◆ Page extract:

Saturday, March 3, 2012

Wildwyck County: The Case of the Haunted House: Part II

On the morning of Thursday the 7th, the trio once again met at Joe’s Cup & Saucer to plan their day’s excursions. In light of the discovery beneath the ruined chapel, a descent was in order, but more research was warranted before they placed their lives on the line in that crumbling cellar. Charlie, having had dealings with Wesley Carroll at the Sentinel, knew that he was off on Thursdays and that the investigators might have better luck accessing the morgue with him away from the desk. Also, further information regarding the Chapel of Contemplation’s conflict with Ashton’s Finest was needed, which meant a trip down the local constabulary headquarters.

The three men arrived at the Sentinel and found that Carroll was nowhere in sight. In his place was Steven “Sparky” McDowell, the paper’s intern and would-be newshound. Enthusiastic to a fault and somewhat uninformed regarding the paper’s policy on restricted access, Sparky obligingly got the investigators to the dingy back room that contained the paper’s archives. There, the men found further confirmation of the stories that Jim Dooley had spun at his newsstand the previous day as well as another article that never saw print. This one told of a French family, the LeFevres, who occupied the house on Willow Street in 1880 only to move out when the parents died and three of the children became crippled in violent accidents. The house stood vacant from then until 1909.

◆ Work to do:
1 > Could you output the listing from the line that contains "Question. Put a dot on every instance of the truck windshield" through the last line of the listing, keeping every line the same?
2 > Can you pick up the Wildwyck County haunted house story after its final sentence and keep it going?
The story above has no connection to the listing that comes next.

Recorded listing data
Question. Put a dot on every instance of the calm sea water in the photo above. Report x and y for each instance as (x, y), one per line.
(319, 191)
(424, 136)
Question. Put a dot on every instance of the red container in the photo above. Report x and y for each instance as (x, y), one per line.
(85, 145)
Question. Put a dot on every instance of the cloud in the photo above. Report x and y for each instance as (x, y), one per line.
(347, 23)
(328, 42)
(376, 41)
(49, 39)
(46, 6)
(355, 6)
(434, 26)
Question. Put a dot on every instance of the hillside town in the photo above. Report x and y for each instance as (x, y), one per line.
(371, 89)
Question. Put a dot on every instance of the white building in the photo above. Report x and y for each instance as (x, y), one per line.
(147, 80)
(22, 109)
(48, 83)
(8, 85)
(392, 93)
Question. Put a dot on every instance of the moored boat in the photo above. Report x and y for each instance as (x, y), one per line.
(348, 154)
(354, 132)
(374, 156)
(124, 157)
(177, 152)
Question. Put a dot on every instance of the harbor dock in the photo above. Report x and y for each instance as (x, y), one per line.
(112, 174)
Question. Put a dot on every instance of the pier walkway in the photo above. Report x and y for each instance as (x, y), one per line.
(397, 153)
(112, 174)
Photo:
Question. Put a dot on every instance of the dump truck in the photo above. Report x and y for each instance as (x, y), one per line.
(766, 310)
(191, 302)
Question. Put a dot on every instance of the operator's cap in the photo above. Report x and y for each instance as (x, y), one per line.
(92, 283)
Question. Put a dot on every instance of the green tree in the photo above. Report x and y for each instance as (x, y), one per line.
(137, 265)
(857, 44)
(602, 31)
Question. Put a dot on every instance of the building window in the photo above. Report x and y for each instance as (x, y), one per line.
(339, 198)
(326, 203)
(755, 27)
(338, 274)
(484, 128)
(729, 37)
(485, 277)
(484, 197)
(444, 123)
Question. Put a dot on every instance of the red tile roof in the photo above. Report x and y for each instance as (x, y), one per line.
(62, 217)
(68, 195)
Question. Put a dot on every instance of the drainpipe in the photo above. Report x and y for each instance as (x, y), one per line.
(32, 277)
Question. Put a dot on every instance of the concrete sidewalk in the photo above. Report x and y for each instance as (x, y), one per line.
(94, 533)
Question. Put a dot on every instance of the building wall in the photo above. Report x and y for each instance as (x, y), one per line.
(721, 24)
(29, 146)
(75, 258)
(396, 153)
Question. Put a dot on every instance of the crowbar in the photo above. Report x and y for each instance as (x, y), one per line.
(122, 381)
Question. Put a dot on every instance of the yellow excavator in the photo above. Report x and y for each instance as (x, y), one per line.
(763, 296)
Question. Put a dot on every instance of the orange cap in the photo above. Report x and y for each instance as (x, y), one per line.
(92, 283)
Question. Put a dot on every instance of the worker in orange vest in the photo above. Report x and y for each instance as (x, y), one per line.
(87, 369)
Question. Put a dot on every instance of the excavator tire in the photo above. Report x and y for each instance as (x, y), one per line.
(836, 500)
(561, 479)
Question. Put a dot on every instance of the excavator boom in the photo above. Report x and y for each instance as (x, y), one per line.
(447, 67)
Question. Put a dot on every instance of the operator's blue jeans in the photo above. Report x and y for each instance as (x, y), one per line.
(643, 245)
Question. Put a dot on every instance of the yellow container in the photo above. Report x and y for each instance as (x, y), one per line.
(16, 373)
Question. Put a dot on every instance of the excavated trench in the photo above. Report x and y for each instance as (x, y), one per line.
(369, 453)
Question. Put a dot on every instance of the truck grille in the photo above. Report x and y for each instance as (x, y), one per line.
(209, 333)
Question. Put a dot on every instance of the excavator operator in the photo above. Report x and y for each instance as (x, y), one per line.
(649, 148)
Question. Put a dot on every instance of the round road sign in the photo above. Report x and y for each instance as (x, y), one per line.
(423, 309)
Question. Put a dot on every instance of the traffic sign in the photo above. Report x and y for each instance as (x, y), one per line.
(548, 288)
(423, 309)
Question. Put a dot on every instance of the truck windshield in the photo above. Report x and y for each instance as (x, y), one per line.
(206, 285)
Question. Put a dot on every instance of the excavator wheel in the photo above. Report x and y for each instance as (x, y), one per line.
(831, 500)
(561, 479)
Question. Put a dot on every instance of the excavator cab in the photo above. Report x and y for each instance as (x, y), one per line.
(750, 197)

◆ Final results:
1 >
Question. Put a dot on every instance of the truck windshield in the photo above. Report x and y for each instance as (x, y), one per line.
(206, 285)
Question. Put a dot on every instance of the excavator wheel in the photo above. Report x and y for each instance as (x, y), one per line.
(831, 500)
(561, 479)
Question. Put a dot on every instance of the excavator cab in the photo above. Report x and y for each instance as (x, y), one per line.
(750, 197)

2 >
Leaving the Sentinel’s offices before being discovered, the trio went to Ashton’s central police station to see if they could access the records concerning the 1912 raid. Luckily for them, the desk sergeant on duty was Sergeant Richard “Dickie” Schultz, a cop that Charlie had dealt with in the past, sharing information and sometimes money in exchange for leads in his private cases.

Dickie had been a cop in Ashton for several years, but had no knowledge of the 1912 raid—a fact which allowed the investigators to look at files that seemed to cover a minor event in a closed case. Pursuing the official records brought new light on the Chapel as well as unnerving implications.

In 1912, the police collected several affidavits from Drybog residents implicating the Chapel of Contemplation in a series of missing children cases. A raid was launched on the Chapel, during which three policemen were killed and seventeen cult members died in either gunplay or fire. Fifty-four church members were arrested, including Pastor Michael Thomas, but only eight were ever convicted and sentenced. Pastor Thomas was given 40 years in the Snake Hill Penitentiary on five counts of second-degree murder, but escaped in 1917. His whereabouts are currently unknown.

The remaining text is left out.